**EXTRACT:**
Elwyn--->*Alvin P.S sorry

RegulusB-8 wrote: Elwyn--->*Alvin The official problem says Elwyn

Anyone solved this during the contest ??

I managed to prove the following claim in the contest (but couldn't find a way to prove that we can make all entries nonnegative): We can get from a table to another table by a sequence of moves iff for every rook set the sums of the numbers written on its squares for both tables are equal.

**DATASET CONTENT:**
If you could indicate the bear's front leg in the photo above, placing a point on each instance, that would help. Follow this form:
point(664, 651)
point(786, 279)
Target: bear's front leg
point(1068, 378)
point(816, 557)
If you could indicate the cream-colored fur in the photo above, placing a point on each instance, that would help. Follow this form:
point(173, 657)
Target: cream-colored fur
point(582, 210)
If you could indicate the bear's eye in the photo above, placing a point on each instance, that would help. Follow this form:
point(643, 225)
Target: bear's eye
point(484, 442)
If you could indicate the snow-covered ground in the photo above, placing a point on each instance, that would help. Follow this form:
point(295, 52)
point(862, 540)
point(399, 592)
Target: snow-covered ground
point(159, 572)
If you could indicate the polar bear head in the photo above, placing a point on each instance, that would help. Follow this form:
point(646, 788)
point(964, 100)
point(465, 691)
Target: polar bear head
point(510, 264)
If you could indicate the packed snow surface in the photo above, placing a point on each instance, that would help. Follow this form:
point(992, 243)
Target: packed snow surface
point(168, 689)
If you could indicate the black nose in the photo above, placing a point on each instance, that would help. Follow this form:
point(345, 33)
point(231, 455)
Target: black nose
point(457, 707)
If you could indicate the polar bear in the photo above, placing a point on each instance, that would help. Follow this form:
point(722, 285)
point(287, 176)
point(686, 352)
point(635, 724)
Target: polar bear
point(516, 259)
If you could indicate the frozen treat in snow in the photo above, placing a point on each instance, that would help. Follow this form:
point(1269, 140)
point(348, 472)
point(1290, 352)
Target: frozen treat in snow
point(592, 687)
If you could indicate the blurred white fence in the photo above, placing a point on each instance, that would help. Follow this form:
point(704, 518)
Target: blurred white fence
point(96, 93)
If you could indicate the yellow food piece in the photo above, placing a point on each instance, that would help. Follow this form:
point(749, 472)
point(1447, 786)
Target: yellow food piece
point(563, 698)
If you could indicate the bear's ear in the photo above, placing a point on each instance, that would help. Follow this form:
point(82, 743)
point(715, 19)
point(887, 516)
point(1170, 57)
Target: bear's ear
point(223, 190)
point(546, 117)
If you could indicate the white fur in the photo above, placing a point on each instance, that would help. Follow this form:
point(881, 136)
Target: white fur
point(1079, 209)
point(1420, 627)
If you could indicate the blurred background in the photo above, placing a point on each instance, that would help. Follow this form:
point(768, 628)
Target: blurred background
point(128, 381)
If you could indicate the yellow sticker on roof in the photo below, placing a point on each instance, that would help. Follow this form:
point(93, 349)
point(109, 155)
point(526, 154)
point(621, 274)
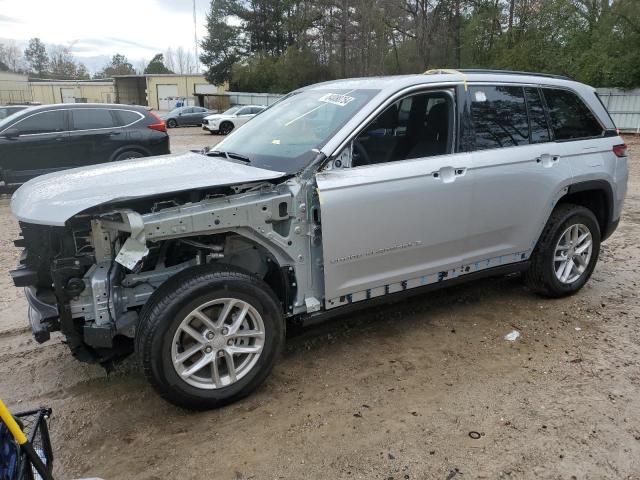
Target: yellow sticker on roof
point(336, 99)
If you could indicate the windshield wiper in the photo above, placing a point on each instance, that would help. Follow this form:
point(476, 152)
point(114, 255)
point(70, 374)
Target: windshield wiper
point(229, 155)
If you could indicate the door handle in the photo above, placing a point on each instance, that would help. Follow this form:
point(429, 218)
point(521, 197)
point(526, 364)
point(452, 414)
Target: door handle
point(547, 160)
point(449, 174)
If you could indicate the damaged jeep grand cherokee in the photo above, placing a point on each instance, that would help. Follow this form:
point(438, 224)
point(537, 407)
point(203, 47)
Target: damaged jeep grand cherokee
point(341, 194)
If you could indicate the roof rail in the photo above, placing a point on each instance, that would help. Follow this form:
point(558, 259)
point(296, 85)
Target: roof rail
point(513, 72)
point(435, 71)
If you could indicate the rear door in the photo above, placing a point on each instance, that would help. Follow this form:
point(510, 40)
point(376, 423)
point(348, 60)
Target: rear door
point(40, 148)
point(397, 218)
point(95, 135)
point(519, 172)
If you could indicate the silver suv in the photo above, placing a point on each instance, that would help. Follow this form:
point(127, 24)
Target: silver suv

**WHAT THE TASK ASKS:**
Reproduce the part of the forum thread that starts with "I managed to" and goes on through "tables are equal.". This data was taken from a different source than the forum thread.

**FINAL RESULT:**
I managed to prove the following claim in the contest (but couldn't find a way to prove that we can make all entries nonnegative): We can get from a table to another table by a sequence of moves iff for every rook set the sums of the numbers written on its squares for both tables are equal.